However, after observing surprisingly poor performance with data parallelism, I got the feedback from sgl-project/sglang#5808 that I should use tp
flag instead.
This resulted in dramatically improved performance, with consistency and throughput comparable to or better than the single-GPU results.
What happened?
- Data Parallelism (
--dp
): When using this approach, each GPU gets a complete copy of the model and handles separate batches independently. While this increases theoretical throughput capacity, it led to highly variable response times and less efficient request processing in practice. - Tensor Parallelism (
--tp
): With this approach, a single model is split across multiple GPUs, with each GPU handling a portion of the model's computation. For our Qwen 7B model, this provided much more consistent response times and better overall throughput.
This finding challenges my idea about when to use tensor vs. data parallelism. While tensor parallelism is often recommended primarily for models too large to fit on a single GPU, our testing demonstrates it can also be superior for smaller models when consistent response times and efficient multi-GPU scaling are priorities.

Records shown |
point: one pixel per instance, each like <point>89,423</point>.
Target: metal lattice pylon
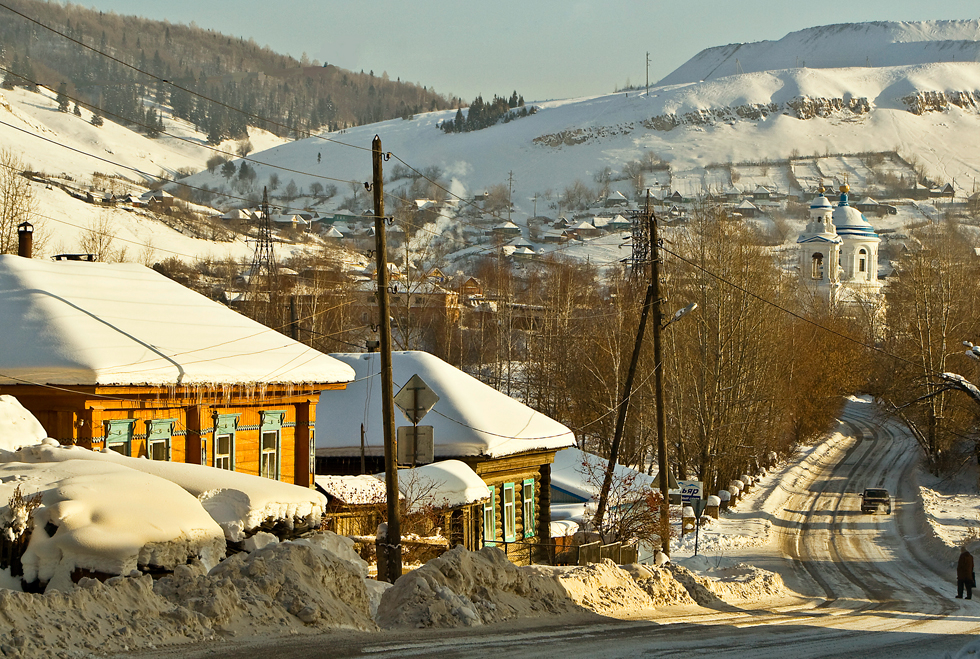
<point>263,273</point>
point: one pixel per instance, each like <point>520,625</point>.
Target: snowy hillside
<point>110,158</point>
<point>839,46</point>
<point>928,111</point>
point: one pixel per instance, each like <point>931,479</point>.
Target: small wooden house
<point>119,357</point>
<point>510,446</point>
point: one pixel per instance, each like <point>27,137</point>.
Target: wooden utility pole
<point>391,548</point>
<point>658,372</point>
<point>652,301</point>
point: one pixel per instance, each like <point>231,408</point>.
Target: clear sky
<point>544,49</point>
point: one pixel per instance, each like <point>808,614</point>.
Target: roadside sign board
<point>690,490</point>
<point>415,445</point>
<point>415,399</point>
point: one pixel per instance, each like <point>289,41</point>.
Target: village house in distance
<point>118,356</point>
<point>509,445</point>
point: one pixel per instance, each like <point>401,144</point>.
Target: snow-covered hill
<point>927,111</point>
<point>110,158</point>
<point>839,46</point>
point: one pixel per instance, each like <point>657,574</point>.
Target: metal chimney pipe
<point>25,239</point>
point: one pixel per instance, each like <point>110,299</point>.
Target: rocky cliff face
<point>922,102</point>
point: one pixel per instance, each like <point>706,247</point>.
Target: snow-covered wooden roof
<point>470,419</point>
<point>70,322</point>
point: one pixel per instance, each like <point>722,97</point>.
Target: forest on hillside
<point>274,92</point>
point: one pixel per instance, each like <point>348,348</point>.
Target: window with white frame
<point>269,440</point>
<point>527,497</point>
<point>158,436</point>
<point>269,461</point>
<point>119,435</point>
<point>490,519</point>
<point>224,451</point>
<point>510,513</point>
<point>225,428</point>
<point>312,451</point>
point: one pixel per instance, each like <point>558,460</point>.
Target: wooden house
<point>510,446</point>
<point>119,357</point>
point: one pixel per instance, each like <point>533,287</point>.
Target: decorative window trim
<point>160,431</point>
<point>119,432</point>
<point>510,513</point>
<point>527,498</point>
<point>276,452</point>
<point>225,425</point>
<point>490,518</point>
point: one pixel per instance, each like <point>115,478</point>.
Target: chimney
<point>25,239</point>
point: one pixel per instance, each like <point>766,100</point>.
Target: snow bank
<point>18,427</point>
<point>729,582</point>
<point>90,519</point>
<point>659,583</point>
<point>239,503</point>
<point>310,585</point>
<point>463,588</point>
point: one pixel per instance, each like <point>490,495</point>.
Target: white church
<point>839,253</point>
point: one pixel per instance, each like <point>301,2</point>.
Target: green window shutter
<point>119,435</point>
<point>510,513</point>
<point>225,424</point>
<point>528,499</point>
<point>272,419</point>
<point>490,519</point>
<point>158,435</point>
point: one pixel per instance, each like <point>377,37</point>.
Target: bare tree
<point>17,203</point>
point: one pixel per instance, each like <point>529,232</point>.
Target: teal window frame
<point>527,498</point>
<point>270,459</point>
<point>119,432</point>
<point>509,499</point>
<point>159,431</point>
<point>490,518</point>
<point>225,425</point>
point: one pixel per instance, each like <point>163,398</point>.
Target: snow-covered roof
<point>18,427</point>
<point>70,322</point>
<point>470,419</point>
<point>449,483</point>
<point>353,490</point>
<point>580,474</point>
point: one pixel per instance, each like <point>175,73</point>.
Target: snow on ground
<point>239,503</point>
<point>20,428</point>
<point>90,519</point>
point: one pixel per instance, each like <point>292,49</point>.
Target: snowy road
<point>868,585</point>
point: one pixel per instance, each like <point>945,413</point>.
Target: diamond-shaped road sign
<point>415,399</point>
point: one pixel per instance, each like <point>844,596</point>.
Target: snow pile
<point>239,503</point>
<point>90,519</point>
<point>602,588</point>
<point>283,586</point>
<point>659,583</point>
<point>311,584</point>
<point>728,581</point>
<point>464,588</point>
<point>18,427</point>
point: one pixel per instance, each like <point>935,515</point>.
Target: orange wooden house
<point>118,356</point>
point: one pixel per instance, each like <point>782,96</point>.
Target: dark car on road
<point>875,499</point>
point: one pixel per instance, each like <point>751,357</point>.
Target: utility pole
<point>648,73</point>
<point>652,302</point>
<point>391,547</point>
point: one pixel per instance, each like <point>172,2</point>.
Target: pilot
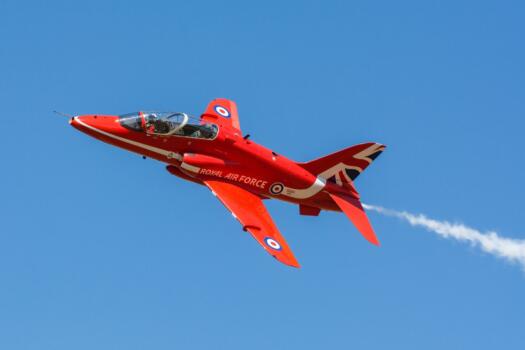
<point>161,126</point>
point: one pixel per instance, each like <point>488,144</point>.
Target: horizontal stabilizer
<point>354,211</point>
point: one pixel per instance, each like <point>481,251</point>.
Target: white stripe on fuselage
<point>157,150</point>
<point>311,191</point>
<point>315,188</point>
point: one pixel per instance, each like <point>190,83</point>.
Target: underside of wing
<point>250,211</point>
<point>224,112</point>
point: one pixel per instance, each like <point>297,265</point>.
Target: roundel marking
<point>272,243</point>
<point>222,111</point>
<point>276,188</point>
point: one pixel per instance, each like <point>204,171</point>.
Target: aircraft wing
<point>250,211</point>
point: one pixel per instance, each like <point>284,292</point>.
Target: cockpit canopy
<point>168,124</point>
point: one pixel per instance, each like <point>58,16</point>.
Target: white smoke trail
<point>512,250</point>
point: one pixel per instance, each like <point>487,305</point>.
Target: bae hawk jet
<point>212,151</point>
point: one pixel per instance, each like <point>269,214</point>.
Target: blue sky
<point>101,249</point>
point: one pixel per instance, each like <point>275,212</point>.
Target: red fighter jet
<point>212,151</point>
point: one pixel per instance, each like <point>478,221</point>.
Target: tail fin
<point>344,166</point>
<point>354,211</point>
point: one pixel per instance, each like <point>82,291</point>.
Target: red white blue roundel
<point>222,111</point>
<point>272,243</point>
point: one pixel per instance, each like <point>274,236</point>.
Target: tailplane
<point>354,211</point>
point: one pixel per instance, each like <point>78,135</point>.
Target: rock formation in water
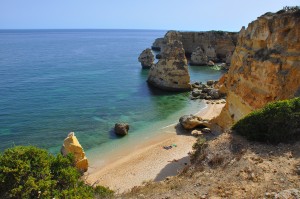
<point>265,65</point>
<point>198,57</point>
<point>157,44</point>
<point>71,145</point>
<point>146,58</point>
<point>171,72</point>
<point>121,129</point>
<point>216,45</point>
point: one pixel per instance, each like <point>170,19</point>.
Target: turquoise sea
<point>53,82</point>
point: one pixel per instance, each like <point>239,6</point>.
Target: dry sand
<point>150,162</point>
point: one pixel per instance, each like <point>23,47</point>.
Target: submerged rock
<point>71,145</point>
<point>121,129</point>
<point>146,58</point>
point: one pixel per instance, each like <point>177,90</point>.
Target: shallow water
<point>56,81</point>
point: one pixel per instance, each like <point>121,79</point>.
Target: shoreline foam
<point>148,160</point>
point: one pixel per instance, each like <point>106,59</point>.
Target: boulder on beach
<point>121,129</point>
<point>192,121</point>
<point>71,145</point>
<point>210,63</point>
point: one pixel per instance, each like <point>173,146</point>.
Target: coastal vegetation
<point>31,172</point>
<point>276,122</point>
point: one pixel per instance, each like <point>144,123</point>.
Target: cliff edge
<point>265,65</point>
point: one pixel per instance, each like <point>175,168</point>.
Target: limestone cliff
<point>265,65</point>
<point>171,71</point>
<point>71,145</point>
<point>216,45</point>
<point>146,58</point>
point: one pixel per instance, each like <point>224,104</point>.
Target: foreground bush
<point>276,122</point>
<point>30,172</point>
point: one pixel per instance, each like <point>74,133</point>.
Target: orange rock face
<point>71,145</point>
<point>265,66</point>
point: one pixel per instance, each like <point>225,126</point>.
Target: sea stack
<point>171,72</point>
<point>265,65</point>
<point>71,145</point>
<point>146,58</point>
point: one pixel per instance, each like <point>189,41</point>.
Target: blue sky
<point>228,15</point>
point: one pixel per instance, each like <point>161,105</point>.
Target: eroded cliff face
<point>171,72</point>
<point>216,45</point>
<point>265,66</point>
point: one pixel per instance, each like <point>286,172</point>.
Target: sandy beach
<point>151,161</point>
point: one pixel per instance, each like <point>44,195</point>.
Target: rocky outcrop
<point>205,91</point>
<point>265,65</point>
<point>121,129</point>
<point>198,57</point>
<point>215,44</point>
<point>156,46</point>
<point>171,72</point>
<point>146,58</point>
<point>71,145</point>
<point>192,121</point>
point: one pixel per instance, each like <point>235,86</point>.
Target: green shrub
<point>30,172</point>
<point>276,122</point>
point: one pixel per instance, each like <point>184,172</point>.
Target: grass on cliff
<point>276,122</point>
<point>30,172</point>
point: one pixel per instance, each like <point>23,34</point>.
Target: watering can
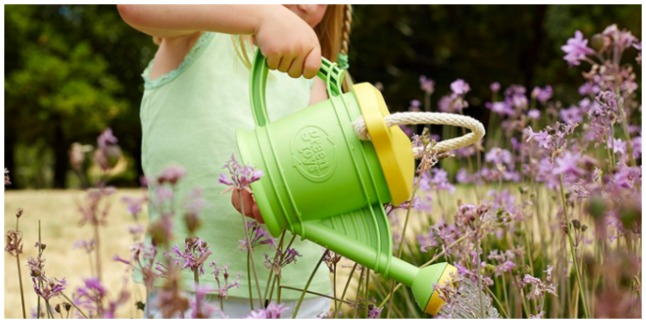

Required work |
Retype the part of the GPU parallelism text that begins with the words "- Data Parallelism" and ends after the words "scaling are priorities.". The lines are separate from the GPU parallelism text.

Task answer |
- Data Parallelism (
--dp
): When using this approach, each GPU gets a complete copy of the model and handles separate batches independently. While this increases theoretical throughput capacity, it led to highly variable response times and less efficient request processing in practice. - Tensor Parallelism (
--tp
): With this approach, a single model is split across multiple GPUs, with each GPU handling a portion of the model's computation. For our Qwen 7B model, this provided much more consistent response times and better overall throughput.
This finding challenges my idea about when to use tensor vs. data parallelism. While tensor parallelism is often recommended primarily for models too large to fit on a single GPU, our testing demonstrates it can also be superior for smaller models when consistent response times and efficient multi-GPU scaling are priorities.